> TASK DATA
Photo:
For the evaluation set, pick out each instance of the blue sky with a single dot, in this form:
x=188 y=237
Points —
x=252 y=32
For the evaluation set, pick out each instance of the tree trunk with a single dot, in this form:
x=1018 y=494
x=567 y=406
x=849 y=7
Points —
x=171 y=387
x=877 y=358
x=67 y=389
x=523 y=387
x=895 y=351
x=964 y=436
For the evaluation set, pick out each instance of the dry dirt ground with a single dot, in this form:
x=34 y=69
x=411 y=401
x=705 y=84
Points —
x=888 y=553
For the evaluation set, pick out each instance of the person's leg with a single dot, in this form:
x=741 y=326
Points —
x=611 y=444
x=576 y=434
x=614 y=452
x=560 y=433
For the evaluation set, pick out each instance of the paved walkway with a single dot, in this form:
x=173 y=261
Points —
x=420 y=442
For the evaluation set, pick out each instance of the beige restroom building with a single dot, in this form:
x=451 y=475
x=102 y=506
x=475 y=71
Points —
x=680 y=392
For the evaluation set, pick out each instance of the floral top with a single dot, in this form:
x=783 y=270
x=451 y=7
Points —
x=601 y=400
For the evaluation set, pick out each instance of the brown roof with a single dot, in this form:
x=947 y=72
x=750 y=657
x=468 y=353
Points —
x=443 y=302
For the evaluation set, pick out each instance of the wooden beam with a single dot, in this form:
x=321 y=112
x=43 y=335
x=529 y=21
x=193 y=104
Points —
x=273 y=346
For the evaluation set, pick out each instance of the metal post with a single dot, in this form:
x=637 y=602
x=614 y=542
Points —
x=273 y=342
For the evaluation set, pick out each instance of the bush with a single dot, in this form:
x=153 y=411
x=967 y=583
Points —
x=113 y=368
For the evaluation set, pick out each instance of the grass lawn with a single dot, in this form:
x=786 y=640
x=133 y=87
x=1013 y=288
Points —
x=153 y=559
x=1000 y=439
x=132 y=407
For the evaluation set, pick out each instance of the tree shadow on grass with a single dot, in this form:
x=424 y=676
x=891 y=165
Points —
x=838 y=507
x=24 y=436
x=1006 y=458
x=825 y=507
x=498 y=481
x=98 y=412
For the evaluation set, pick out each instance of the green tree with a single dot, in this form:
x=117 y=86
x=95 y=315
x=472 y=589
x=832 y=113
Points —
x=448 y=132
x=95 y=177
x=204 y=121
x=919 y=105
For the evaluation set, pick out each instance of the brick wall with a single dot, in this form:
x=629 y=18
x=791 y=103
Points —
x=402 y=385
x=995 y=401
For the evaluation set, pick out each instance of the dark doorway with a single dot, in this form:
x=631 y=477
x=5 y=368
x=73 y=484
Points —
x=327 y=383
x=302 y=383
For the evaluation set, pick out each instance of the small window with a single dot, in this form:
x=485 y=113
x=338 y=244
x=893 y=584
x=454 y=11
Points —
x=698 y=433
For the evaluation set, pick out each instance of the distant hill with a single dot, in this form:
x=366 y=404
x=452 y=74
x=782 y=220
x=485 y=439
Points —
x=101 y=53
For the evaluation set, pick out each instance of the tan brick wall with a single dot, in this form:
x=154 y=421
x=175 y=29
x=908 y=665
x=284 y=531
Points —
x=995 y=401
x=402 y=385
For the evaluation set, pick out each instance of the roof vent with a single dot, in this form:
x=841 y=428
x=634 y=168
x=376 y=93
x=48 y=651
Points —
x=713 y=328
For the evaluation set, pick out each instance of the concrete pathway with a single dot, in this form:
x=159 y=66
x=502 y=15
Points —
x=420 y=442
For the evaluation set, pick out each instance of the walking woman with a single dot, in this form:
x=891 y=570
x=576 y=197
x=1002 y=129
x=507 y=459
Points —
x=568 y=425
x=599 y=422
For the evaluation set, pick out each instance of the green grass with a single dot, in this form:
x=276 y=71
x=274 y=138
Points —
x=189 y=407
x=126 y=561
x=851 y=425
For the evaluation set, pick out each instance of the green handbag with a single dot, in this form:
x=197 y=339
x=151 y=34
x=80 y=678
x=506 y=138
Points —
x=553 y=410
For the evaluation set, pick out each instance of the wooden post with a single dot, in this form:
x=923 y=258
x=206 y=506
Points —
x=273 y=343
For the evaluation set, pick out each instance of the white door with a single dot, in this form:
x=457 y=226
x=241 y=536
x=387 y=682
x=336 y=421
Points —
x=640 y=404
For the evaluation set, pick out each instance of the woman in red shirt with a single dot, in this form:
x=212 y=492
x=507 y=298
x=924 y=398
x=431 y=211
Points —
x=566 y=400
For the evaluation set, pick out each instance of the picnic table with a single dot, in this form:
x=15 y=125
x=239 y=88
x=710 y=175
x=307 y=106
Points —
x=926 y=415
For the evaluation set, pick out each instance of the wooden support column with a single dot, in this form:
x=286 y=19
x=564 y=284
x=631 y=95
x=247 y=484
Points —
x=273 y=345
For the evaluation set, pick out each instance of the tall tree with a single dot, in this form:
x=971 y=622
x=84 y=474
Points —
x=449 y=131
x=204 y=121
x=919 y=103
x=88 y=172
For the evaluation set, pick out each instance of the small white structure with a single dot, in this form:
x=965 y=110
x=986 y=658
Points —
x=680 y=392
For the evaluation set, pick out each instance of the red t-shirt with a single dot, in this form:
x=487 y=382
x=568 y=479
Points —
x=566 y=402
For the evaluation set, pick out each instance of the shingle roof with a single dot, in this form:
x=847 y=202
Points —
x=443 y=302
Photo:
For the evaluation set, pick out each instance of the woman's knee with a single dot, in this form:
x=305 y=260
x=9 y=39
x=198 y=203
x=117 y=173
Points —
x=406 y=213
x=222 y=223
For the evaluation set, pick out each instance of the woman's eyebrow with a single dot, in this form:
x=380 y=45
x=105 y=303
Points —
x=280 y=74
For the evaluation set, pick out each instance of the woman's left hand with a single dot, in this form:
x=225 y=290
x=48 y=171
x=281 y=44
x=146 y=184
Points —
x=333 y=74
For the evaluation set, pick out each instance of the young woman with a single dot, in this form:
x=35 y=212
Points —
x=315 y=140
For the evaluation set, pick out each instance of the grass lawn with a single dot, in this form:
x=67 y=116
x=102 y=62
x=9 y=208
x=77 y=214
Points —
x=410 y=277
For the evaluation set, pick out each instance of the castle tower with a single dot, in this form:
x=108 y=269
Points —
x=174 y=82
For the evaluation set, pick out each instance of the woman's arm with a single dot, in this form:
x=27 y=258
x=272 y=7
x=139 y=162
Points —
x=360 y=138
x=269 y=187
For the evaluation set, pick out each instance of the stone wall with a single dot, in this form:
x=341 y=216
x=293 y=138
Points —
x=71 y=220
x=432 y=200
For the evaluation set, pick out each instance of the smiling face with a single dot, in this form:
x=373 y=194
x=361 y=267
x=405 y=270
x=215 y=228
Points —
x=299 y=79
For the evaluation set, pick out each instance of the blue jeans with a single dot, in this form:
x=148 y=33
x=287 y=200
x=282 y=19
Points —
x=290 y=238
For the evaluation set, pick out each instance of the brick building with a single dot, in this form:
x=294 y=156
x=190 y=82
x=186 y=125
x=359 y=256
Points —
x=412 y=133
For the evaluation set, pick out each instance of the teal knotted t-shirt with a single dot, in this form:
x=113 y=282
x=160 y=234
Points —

> YOUR TASK
Copy the lines above word for word, starting at the line that contains "For the evaluation set, pick out each instance of the teal" and ending at the last line, both included.

> TASK SOLUTION
For the evaluation set, pick out each instance of the teal knotted t-shirt with a single dot, in this form:
x=113 y=282
x=160 y=234
Points —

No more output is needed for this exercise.